[Aufgaben]:
A. Seit welchem Jahr ist Markus Fischer laut dem Auszug über die Zukunft des Fliegens Bereichsvorstand Luftfahrt des DLR?
B. Kopiere aus dem Auszug über die Zukunft des Fliegens alles von „10.07.2023 • Energie“ bis hinunter zu „zu Zuversicht geben.“ wortgetreu.

[Auszug]:
=-=-=
10.07.2023 • Energie

Die Zukunft des Fliegens

Kann die Luftfahrt klimaverträglich werden? Die damit einhergehenden Herausforderungen sind Titelthema in „Physik in unserer Zeit“.

Wenn wir es schaffen wollen, dass die Erwärmung der Erde nicht mehr weiter ansteigt, dann müssen wir konsequent und schnell handeln. In der Luftfahrt bedeutet das, dass wir in den nächsten zwanzig Jahren das erwartete Wachstum und die Emissionen unbedingt entkoppeln müssen. Das klingt nach einem fast unlösbaren Problem. Meine Kolleginnen und Kollegen am Deutschen Zentrum für Luft- und Raumfahrt (DLR) haben sich dieser Heraus­forderung angenommen. Und das Schöne ist, dass unsere Forschungs­ergebnisse Anlass zu Zuversicht geben.

 

Abb.: Markus Fischer war seit 2017 beim Deutschen Zentrum für Luft- und...
Abb.: Markus Fischer war seit 2017 beim Deutschen Zentrum für Luft- und Raumfahrt (DLR) zunächst als Leiter der Programmdirektion Luftfahrt tätig. Seit 2021 ist er Bereichsvorstand Luftfahrt des DLR.

Es gibt zwar nicht die eine Lösung für alle Probleme. Aber unsere Forschungs­projekte zeigen, dass die Energiewende in der Luft tatsächlich gelingen kann – und zwar dann, wenn wir alle Möglichkeiten, die uns zur Verfügung stehen, intelligent kombinieren. Wir müssen die Chancen der Digitalisierung nutzen, um sowohl den Einsatz von Sustainable Aviation Fuels (SAF) als auch die Routen zu optimieren. Und wir müssen zusätzlich auf emissions­arme Antriebe, energie­effiziente Flugzeuge sowie auf nachhaltig produzierte Kraftstoffe setzen. Dann, so glauben wir, ist eine emissions­freie Luftfahrt möglich. Wir arbeiten mit Nachdruck daran, diese Vision im Rahmen des European Green Deal Wirklichkeit werden zu lassen.
=-=-=
[Extrahiertes Material]:

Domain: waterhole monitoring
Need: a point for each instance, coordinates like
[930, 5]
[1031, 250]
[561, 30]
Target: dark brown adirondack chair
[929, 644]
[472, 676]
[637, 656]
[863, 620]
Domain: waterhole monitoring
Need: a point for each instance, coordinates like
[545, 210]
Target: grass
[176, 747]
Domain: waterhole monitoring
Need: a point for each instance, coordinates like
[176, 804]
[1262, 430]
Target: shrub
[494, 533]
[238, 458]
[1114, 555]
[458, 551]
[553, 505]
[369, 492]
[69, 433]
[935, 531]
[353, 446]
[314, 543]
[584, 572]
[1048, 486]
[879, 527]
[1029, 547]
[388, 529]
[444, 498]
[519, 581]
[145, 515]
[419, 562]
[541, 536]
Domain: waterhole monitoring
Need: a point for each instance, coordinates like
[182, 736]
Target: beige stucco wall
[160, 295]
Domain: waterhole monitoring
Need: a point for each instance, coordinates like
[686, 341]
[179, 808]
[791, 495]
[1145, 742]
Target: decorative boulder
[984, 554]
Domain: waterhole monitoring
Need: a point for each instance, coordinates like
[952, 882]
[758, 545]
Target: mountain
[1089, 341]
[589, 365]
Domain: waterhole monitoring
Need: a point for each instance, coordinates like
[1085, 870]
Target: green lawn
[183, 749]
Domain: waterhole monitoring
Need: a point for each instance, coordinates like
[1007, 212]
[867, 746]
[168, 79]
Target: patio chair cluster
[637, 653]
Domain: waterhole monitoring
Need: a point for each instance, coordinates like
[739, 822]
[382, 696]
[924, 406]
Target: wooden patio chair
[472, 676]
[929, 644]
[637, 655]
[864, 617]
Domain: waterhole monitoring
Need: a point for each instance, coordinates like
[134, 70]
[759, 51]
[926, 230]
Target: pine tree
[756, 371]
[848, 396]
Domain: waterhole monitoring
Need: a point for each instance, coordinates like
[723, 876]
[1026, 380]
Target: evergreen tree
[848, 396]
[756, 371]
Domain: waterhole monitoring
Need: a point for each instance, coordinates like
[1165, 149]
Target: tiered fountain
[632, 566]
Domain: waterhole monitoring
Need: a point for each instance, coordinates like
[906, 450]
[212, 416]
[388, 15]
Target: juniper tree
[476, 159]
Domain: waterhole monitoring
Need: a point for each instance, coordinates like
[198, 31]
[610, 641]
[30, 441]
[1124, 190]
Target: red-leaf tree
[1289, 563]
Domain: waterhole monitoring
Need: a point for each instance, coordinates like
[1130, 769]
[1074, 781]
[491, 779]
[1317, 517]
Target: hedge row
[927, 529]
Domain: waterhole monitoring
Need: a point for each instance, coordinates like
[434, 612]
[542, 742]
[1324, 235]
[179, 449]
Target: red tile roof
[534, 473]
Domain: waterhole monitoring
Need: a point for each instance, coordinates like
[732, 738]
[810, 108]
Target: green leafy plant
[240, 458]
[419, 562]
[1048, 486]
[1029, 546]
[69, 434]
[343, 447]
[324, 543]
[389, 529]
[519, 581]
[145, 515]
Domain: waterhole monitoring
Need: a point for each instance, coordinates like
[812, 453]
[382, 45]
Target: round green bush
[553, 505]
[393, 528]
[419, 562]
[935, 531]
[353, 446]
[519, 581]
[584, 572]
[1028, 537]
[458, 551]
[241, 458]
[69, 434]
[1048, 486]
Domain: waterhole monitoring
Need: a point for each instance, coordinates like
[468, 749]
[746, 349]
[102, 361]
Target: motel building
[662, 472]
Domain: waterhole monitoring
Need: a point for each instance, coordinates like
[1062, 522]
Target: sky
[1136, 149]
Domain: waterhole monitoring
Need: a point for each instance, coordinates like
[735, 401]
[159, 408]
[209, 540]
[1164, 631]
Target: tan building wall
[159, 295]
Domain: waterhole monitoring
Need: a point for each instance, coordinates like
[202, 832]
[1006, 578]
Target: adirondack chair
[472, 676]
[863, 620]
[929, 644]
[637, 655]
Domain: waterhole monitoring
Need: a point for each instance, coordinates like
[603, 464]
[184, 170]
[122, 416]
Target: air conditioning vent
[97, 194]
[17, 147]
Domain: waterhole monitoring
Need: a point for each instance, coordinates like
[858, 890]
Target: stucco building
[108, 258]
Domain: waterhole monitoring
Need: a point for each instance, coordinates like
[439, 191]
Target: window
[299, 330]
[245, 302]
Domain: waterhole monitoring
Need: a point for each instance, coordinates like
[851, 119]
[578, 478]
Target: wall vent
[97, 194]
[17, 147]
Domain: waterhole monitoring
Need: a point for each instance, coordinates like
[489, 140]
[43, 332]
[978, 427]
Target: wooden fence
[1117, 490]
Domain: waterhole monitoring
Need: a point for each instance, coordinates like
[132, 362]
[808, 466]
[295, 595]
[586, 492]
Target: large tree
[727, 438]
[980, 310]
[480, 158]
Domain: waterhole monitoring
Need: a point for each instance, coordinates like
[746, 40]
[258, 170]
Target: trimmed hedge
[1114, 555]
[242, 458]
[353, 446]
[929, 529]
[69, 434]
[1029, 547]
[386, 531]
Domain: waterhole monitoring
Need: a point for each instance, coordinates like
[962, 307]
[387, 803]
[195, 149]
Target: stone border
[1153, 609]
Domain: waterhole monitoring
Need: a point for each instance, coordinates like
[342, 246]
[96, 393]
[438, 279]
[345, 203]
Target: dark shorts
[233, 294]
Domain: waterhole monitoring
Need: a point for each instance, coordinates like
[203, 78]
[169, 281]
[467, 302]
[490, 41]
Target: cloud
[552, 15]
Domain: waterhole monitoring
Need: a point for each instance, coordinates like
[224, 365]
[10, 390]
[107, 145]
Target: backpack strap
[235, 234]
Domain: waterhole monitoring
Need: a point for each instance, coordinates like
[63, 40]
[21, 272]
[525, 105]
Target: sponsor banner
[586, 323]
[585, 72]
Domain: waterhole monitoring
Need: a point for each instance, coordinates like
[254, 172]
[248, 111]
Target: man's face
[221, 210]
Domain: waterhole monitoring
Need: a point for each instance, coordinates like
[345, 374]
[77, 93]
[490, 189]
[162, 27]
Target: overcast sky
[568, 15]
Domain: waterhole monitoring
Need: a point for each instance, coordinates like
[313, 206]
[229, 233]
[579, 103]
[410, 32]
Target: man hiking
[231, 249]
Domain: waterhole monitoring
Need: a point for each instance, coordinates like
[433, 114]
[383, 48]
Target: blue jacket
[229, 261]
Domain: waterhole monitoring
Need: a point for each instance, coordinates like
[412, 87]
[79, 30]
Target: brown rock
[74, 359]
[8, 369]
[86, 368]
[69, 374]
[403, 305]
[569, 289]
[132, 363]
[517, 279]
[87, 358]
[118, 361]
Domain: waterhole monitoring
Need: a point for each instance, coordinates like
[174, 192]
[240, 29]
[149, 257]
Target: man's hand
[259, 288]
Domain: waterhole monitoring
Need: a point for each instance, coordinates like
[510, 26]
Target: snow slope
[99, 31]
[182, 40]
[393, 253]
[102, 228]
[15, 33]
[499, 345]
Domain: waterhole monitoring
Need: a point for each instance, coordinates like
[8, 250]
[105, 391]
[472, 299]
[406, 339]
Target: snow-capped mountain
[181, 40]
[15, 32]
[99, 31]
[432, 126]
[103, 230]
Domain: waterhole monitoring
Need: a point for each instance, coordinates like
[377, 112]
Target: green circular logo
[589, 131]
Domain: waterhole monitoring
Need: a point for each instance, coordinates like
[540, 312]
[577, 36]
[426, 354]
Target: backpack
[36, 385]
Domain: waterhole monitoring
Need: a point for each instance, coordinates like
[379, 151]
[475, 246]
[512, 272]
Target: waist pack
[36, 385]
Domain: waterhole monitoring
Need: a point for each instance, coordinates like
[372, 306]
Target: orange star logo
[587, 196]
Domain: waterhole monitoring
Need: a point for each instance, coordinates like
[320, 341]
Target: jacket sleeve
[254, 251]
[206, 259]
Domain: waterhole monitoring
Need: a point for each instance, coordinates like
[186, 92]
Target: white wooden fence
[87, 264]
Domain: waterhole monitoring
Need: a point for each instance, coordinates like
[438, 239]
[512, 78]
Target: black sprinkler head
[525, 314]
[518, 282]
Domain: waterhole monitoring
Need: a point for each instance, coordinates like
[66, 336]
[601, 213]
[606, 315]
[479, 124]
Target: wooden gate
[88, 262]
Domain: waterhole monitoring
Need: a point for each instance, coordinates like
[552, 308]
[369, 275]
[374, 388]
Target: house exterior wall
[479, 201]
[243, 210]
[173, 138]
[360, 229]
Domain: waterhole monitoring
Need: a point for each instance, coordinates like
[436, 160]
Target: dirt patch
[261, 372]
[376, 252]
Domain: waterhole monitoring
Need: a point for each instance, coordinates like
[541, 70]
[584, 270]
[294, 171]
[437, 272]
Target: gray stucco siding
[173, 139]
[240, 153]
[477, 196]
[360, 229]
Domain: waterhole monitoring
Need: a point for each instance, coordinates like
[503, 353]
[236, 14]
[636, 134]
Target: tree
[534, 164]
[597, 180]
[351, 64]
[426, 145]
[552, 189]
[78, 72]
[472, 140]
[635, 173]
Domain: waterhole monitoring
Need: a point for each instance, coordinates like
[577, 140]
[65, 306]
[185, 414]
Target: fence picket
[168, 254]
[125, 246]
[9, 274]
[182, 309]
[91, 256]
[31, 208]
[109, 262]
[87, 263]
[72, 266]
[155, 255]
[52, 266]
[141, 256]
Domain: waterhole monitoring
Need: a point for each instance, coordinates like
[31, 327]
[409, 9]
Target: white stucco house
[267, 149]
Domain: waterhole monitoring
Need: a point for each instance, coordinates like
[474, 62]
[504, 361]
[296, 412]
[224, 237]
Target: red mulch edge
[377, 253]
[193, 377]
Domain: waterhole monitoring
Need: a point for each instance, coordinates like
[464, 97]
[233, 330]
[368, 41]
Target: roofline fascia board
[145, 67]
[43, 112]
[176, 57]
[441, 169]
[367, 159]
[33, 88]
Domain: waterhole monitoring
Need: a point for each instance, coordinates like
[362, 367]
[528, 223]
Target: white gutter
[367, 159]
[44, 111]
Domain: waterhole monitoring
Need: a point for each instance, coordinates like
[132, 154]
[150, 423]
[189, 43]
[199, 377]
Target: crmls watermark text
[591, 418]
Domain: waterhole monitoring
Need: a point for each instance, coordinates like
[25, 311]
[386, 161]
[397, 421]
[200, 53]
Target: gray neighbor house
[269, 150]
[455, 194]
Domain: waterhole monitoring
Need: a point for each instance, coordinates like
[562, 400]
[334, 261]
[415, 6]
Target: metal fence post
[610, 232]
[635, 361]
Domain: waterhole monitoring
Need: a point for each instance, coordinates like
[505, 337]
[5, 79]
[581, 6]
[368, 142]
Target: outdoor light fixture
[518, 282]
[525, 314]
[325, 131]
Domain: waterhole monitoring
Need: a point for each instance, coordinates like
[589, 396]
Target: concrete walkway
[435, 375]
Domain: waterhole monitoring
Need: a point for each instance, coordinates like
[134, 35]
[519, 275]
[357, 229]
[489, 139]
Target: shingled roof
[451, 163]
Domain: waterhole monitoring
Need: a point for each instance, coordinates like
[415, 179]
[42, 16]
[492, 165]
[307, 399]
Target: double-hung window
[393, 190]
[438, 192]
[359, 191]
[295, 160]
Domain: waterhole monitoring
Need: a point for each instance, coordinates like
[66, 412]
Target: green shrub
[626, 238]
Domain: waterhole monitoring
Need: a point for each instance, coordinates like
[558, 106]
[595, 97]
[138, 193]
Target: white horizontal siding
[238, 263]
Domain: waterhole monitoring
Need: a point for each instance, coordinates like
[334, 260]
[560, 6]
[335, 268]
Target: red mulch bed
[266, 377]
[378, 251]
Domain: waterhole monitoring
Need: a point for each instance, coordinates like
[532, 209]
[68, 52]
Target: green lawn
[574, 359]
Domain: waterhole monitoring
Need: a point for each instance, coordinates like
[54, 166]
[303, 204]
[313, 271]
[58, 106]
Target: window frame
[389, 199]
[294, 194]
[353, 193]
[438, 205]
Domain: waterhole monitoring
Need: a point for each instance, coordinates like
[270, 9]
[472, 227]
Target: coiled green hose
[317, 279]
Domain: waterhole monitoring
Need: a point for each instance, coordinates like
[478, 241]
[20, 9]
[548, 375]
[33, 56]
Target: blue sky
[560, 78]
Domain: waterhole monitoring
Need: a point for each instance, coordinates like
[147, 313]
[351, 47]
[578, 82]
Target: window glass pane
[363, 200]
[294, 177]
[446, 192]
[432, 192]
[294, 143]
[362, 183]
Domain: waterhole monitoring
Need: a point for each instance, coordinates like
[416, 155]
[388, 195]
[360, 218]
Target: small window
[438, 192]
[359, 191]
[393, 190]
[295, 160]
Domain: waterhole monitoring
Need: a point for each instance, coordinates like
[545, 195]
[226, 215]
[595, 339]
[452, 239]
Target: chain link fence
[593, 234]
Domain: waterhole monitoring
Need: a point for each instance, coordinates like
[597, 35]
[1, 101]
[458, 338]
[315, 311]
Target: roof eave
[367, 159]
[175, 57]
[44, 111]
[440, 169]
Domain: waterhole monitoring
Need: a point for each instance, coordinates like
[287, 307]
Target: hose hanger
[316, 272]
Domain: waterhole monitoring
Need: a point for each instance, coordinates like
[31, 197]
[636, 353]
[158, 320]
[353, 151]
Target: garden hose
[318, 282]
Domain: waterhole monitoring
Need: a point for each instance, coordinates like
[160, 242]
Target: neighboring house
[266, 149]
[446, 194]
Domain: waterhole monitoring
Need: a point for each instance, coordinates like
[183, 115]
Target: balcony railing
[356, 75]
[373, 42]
=-=-=
[Lösungen]:
A. Seit 2021.

B.
10.07.2023 • Energie

Die Zukunft des Fliegens

Kann die Luftfahrt klimaverträglich werden? Die damit einhergehenden Herausforderungen sind Titelthema in „Physik in unserer Zeit“.

Wenn wir es schaffen wollen, dass die Erwärmung der Erde nicht mehr weiter ansteigt, dann müssen wir konsequent und schnell handeln. In der Luftfahrt bedeutet das, dass wir in den nächsten zwanzig Jahren das erwartete Wachstum und die Emissionen unbedingt entkoppeln müssen. Das klingt nach einem fast unlösbaren Problem. Meine Kolleginnen und Kollegen am Deutschen Zentrum für Luft- und Raumfahrt (DLR) haben sich dieser Heraus­forderung angenommen. Und das Schöne ist, dass unsere Forschungs­ergebnisse Anlass zu Zuversicht geben.